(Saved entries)
——

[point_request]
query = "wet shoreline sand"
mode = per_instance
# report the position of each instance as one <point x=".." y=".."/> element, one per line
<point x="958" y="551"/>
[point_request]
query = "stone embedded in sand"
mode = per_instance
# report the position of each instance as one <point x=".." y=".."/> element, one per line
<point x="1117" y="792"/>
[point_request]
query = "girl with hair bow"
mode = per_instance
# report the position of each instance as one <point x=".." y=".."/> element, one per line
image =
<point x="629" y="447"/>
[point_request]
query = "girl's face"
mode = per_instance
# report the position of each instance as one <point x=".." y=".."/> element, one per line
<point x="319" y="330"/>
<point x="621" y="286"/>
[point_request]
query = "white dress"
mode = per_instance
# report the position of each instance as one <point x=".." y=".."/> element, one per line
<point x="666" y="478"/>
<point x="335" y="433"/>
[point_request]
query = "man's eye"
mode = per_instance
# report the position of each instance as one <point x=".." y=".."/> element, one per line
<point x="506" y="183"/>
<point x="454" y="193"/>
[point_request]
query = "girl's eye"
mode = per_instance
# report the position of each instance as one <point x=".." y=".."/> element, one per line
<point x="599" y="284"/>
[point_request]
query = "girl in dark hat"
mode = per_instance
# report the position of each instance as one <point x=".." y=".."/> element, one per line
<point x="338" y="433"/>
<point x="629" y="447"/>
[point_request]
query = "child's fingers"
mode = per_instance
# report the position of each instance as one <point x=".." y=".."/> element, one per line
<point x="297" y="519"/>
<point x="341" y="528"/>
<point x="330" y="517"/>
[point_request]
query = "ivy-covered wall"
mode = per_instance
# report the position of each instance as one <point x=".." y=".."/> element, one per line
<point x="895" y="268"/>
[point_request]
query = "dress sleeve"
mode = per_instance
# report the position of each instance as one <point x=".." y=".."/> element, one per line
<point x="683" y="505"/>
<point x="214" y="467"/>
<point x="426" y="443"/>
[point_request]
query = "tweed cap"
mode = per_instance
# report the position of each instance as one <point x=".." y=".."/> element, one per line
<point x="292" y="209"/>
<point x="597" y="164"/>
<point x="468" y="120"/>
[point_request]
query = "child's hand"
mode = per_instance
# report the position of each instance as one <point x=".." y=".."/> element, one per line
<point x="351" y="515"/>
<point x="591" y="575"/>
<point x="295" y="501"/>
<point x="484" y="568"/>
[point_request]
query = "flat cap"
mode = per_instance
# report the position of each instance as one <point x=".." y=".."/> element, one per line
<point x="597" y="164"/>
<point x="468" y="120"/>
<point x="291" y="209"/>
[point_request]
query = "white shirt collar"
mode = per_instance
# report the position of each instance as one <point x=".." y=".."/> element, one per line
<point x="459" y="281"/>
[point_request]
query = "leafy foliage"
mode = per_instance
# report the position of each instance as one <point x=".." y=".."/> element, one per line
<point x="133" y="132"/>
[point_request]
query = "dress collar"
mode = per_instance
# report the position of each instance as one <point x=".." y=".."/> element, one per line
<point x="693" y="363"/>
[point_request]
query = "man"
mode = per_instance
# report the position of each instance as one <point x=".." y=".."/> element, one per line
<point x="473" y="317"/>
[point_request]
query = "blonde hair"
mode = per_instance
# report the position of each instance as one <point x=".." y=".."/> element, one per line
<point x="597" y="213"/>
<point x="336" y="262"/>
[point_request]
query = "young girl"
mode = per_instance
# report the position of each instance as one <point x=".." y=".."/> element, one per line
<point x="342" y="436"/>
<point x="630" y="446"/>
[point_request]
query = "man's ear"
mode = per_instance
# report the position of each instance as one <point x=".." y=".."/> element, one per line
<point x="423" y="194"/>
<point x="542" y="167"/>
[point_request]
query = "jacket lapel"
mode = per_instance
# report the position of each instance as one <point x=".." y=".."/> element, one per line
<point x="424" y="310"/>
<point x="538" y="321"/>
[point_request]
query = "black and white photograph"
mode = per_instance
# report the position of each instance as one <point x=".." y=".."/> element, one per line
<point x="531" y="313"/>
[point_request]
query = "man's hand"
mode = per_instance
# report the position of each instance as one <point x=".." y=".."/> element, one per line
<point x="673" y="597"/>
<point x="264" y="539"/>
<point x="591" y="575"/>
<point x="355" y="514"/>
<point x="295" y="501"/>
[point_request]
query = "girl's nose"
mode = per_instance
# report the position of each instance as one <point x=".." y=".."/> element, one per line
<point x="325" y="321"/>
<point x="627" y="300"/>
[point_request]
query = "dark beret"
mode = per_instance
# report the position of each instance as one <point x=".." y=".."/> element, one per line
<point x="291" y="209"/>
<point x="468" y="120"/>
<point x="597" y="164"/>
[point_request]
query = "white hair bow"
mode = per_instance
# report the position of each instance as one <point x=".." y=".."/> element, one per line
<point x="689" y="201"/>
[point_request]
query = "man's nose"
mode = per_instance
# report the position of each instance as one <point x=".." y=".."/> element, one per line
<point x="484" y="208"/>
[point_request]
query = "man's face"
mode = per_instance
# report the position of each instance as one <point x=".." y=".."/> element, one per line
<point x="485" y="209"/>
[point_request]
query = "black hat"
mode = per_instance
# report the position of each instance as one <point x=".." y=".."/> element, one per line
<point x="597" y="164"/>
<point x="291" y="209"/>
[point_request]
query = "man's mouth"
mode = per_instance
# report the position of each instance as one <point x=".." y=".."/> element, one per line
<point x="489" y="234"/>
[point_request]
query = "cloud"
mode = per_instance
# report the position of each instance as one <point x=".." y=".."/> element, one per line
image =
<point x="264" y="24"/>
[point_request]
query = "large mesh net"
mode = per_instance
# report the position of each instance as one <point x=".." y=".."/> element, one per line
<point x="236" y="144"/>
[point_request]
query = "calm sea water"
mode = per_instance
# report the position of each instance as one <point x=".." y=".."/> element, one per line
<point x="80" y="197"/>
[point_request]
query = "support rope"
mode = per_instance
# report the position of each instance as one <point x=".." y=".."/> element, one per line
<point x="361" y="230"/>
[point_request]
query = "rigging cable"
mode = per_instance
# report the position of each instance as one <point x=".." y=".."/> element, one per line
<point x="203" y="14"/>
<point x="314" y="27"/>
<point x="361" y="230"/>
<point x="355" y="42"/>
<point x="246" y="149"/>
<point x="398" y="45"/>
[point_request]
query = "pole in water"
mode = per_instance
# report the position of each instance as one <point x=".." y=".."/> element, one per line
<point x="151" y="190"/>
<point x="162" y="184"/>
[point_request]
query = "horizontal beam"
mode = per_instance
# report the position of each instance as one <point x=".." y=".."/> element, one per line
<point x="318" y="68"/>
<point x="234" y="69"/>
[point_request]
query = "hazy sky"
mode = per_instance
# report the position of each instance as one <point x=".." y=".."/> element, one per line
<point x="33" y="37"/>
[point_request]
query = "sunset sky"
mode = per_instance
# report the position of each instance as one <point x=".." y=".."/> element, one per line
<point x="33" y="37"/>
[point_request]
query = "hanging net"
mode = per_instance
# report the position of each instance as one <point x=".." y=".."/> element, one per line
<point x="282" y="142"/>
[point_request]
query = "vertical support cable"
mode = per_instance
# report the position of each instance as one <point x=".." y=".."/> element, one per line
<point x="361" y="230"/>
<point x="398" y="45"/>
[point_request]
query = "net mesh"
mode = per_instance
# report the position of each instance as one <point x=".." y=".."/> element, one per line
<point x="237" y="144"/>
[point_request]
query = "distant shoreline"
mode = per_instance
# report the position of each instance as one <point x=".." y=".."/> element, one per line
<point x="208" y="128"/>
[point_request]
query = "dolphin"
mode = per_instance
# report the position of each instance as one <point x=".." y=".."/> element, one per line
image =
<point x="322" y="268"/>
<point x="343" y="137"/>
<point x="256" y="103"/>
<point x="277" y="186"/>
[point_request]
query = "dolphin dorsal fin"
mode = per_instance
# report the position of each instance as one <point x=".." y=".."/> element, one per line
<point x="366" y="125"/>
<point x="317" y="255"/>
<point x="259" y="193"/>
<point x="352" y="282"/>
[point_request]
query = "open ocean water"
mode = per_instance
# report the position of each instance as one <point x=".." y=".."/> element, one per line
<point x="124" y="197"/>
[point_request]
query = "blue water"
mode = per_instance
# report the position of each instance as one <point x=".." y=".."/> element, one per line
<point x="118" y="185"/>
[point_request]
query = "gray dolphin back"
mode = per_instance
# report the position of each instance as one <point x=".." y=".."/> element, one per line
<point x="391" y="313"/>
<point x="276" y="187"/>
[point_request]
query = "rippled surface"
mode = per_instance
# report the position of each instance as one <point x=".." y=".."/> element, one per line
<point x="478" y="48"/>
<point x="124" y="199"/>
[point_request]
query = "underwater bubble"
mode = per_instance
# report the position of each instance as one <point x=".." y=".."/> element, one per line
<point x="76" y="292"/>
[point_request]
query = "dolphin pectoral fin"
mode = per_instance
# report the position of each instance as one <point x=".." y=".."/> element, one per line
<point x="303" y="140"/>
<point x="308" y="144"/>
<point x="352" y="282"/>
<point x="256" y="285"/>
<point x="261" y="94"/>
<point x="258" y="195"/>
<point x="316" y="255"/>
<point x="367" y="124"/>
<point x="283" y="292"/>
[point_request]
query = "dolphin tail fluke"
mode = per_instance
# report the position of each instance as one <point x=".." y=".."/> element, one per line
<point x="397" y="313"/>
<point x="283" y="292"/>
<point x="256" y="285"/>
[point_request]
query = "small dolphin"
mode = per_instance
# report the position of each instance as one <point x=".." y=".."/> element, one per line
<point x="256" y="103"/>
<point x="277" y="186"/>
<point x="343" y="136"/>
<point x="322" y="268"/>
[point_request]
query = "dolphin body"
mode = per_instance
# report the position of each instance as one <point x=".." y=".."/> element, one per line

——

[Aim] Please identify every line in the data above that contains the string "collar", and copy each one out. Case counts.

[Exercise answer]
query = "white shirt collar"
query = "dress collar"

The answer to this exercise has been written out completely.